(Data records)

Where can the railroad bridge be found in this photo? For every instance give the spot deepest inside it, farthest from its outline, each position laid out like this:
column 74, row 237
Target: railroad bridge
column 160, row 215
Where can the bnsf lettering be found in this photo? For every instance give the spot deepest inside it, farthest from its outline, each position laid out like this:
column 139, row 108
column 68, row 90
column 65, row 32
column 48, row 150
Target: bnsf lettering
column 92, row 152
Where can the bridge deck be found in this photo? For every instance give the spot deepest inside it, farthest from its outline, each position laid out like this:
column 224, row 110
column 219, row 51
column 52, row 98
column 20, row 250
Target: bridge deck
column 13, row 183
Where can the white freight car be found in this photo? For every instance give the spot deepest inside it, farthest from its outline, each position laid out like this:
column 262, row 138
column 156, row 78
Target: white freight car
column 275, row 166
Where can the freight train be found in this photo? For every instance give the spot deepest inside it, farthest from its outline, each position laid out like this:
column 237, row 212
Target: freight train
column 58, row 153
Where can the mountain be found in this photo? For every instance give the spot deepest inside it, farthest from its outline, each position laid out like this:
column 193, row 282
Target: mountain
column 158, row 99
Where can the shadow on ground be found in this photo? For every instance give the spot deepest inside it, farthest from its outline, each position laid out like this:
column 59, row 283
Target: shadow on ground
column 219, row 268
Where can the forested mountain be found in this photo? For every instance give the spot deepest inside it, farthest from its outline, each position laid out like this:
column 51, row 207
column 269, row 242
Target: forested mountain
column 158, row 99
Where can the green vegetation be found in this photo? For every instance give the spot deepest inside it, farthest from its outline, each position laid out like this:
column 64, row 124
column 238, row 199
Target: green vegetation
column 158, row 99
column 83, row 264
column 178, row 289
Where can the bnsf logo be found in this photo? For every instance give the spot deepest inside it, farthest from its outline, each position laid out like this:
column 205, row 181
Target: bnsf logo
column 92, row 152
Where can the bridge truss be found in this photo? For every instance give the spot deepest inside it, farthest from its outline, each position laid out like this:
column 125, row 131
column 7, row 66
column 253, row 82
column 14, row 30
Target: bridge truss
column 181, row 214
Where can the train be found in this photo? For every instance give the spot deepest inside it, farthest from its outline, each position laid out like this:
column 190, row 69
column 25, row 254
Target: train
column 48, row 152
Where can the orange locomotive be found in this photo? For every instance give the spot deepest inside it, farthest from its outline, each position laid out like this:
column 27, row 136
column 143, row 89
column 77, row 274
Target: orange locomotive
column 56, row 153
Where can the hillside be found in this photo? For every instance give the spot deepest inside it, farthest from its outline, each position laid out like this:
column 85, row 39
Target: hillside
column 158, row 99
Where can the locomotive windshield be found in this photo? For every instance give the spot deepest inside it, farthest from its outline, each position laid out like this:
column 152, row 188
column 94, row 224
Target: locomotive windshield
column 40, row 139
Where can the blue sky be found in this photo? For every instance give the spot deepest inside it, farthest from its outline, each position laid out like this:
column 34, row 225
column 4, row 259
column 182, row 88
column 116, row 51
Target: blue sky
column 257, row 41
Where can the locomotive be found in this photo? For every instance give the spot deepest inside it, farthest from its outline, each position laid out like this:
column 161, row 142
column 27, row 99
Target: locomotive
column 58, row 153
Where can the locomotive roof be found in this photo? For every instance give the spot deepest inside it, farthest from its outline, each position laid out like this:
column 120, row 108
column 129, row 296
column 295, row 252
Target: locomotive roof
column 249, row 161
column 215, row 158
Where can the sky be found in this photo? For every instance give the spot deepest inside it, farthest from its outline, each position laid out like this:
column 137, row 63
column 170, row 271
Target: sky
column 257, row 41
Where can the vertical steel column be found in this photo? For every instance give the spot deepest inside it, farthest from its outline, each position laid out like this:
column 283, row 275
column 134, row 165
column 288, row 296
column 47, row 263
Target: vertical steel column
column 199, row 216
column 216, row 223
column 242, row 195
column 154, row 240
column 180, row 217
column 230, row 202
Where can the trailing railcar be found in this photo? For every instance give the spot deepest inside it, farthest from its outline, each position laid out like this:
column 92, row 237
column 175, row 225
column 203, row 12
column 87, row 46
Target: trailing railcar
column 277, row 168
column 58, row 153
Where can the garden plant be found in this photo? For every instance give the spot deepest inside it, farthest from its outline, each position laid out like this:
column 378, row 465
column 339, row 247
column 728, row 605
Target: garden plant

### Instructions for the task:
Nothing should appear in the answer except the lines above from the line with "Where can the mountain" through the line with "column 238, row 199", both included, written out exactly.

### Answer:
Where can the mountain be found in this photo? For every instance give the spot deepest inside it, farthest from its outline, each position laid out like this:
column 193, row 282
Target: mountain
column 158, row 99
Where can the shadow on ground be found in this photo? For every instance give the spot deepest inside it, farthest from its outline, each position laid out like this:
column 59, row 283
Target: shadow on ground
column 219, row 268
Where can the forested mountain be found in this photo? For every instance give the spot deepest inside it, farthest from its outline, each position laid out like this:
column 51, row 207
column 269, row 242
Target: forested mountain
column 158, row 99
Where can the green vegetation be found in this photo? For every instance give the spot deepest inside it, farthest from its outline, each position laid out like this:
column 64, row 124
column 238, row 199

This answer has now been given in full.